Supplied text:
══════
Skip to content

Migration Roadmap

Sean Kelly edited this page Aug 12, 2021 · 8 revisions

A brief roadmap to the future of the Early Detection Research Network (EDRN) portal, and for data-centric portals in general.

🏃‍♀️ Motivation

Plone is incredibly secure which is fantastic but it's also incredibly challenging to use. Major hurdles exist today for the EDRN portal:

  • The integration of data-rich statistical graphics.
    • There are plenty of off-the-shell visualization and interactivity libraries, notably D3 and Plotly Dash. These can be dropped into numerous content management systems but not Plone. Plone has its own, different, incompatible way of handling JavaScript and CSS add-ons.
    • We have abused iframes and pre-generated images to get the graphics we want so far, but this isn't an agile approach.
      • Plone especially handles iframes poorly because they come as concurrent HTTP requests, which slows down the entire page load.
  • The migration to Python 3. Python 2 reached end-of-life over a year ago, and the vulnerability scans are finding more and more problems.
    • We are at the point now, that to continue to make portal releases, we can no longer upgrade dependent packages and must surgically excise shared objects, libraries, and individual Python source files to satisfy the scans.
══════
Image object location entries
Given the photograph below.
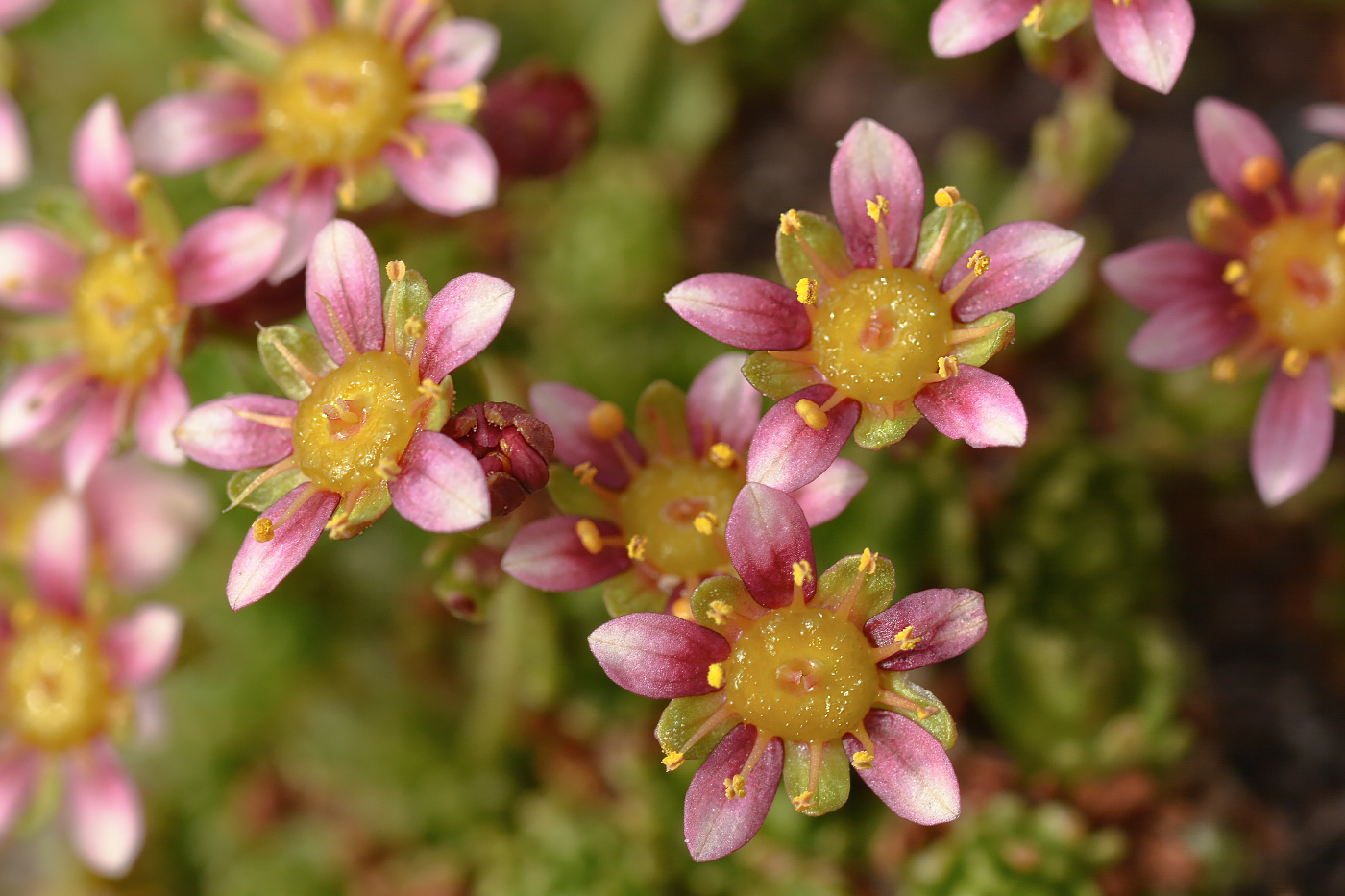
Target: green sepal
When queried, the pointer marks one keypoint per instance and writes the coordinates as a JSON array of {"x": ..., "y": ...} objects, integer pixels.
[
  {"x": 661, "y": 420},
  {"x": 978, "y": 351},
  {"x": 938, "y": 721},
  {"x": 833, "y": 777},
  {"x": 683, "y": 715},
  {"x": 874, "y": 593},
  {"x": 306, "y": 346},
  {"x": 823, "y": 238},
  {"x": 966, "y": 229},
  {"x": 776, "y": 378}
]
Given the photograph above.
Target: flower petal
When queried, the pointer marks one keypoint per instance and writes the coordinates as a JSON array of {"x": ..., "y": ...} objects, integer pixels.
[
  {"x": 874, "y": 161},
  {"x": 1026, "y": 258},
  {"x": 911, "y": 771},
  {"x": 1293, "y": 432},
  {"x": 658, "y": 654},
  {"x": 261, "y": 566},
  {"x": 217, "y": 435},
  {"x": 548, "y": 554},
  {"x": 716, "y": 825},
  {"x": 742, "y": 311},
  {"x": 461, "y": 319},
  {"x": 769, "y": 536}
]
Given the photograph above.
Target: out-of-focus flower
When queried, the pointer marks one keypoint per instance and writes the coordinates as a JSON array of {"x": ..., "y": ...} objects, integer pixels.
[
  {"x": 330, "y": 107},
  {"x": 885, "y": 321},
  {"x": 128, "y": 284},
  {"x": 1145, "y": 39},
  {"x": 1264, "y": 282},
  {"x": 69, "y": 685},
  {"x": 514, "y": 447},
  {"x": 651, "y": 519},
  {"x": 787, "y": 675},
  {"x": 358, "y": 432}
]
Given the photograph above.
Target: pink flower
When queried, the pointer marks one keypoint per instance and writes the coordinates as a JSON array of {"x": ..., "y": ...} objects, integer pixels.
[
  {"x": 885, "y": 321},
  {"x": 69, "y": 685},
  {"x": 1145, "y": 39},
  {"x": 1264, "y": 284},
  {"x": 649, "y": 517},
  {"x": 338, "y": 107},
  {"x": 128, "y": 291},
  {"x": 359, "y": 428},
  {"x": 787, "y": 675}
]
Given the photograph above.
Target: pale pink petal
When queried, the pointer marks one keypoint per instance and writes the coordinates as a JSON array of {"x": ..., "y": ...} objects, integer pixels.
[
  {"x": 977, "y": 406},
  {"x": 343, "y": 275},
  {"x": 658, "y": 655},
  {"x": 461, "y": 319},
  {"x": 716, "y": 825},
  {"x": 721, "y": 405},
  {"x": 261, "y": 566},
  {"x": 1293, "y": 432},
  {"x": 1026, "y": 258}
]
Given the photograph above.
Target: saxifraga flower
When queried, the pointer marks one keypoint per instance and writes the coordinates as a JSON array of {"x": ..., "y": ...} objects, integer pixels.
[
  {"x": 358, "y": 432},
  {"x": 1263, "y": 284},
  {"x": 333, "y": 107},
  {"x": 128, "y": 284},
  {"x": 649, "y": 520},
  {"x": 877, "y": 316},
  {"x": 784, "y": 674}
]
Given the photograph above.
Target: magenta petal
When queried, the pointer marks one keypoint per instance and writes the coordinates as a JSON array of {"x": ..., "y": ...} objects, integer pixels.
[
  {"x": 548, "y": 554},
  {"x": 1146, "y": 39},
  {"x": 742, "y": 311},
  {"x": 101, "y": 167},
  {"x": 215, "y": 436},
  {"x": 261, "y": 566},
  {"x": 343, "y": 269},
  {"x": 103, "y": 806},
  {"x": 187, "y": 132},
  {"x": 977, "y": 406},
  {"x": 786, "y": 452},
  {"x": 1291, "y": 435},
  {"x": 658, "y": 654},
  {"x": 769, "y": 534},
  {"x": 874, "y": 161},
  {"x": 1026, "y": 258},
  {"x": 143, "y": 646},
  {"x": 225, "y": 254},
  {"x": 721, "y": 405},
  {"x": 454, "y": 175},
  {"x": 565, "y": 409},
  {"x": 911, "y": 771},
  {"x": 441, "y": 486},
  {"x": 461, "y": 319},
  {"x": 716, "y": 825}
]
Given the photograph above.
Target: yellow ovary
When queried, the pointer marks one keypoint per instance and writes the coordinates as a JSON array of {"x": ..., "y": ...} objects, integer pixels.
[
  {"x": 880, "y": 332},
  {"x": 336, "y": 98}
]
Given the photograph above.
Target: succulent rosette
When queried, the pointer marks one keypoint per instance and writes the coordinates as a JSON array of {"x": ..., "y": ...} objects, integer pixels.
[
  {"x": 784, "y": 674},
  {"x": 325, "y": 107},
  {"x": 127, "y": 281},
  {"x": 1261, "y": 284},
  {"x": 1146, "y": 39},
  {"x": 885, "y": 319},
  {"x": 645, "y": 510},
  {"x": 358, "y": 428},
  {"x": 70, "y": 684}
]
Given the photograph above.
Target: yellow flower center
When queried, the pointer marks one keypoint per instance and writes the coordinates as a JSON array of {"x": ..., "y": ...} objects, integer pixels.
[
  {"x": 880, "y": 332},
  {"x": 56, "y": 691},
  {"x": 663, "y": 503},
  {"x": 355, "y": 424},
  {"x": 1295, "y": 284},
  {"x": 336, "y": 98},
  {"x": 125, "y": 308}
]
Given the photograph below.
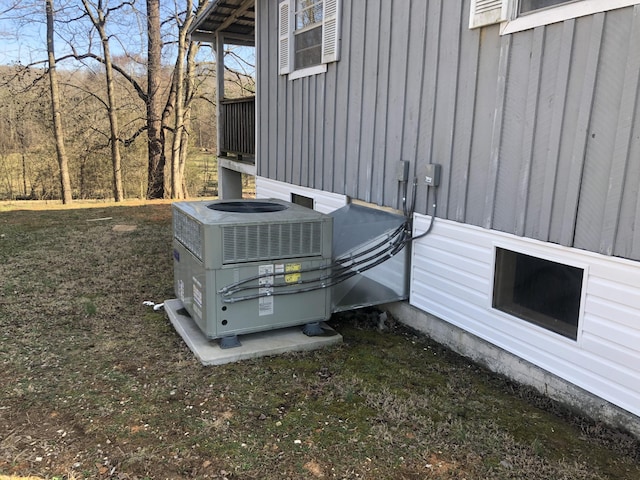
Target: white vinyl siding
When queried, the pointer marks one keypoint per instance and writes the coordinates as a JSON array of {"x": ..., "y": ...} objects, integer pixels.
══════
Work to be completed: Reproduce verbatim the passage of the migration roadmap above, starting at "A brief roadmap" and ending at "an agile approach.".

Output below:
A brief roadmap to the future of the Early Detection Research Network (EDRN) portal, and for data-centric portals in general.

🏃‍♀️ Motivation

Plone is incredibly secure which is fantastic but it's also incredibly challenging to use. Major hurdles exist today for the EDRN portal:

  • The integration of data-rich statistical graphics.
    • There are plenty of off-the-shell visualization and interactivity libraries, notably D3 and Plotly Dash. These can be dropped into numerous content management systems but not Plone. Plone has its own, different, incompatible way of handling JavaScript and CSS add-ons.
    • We have abused iframes and pre-generated images to get the graphics we want so far, but this isn't an agile approach.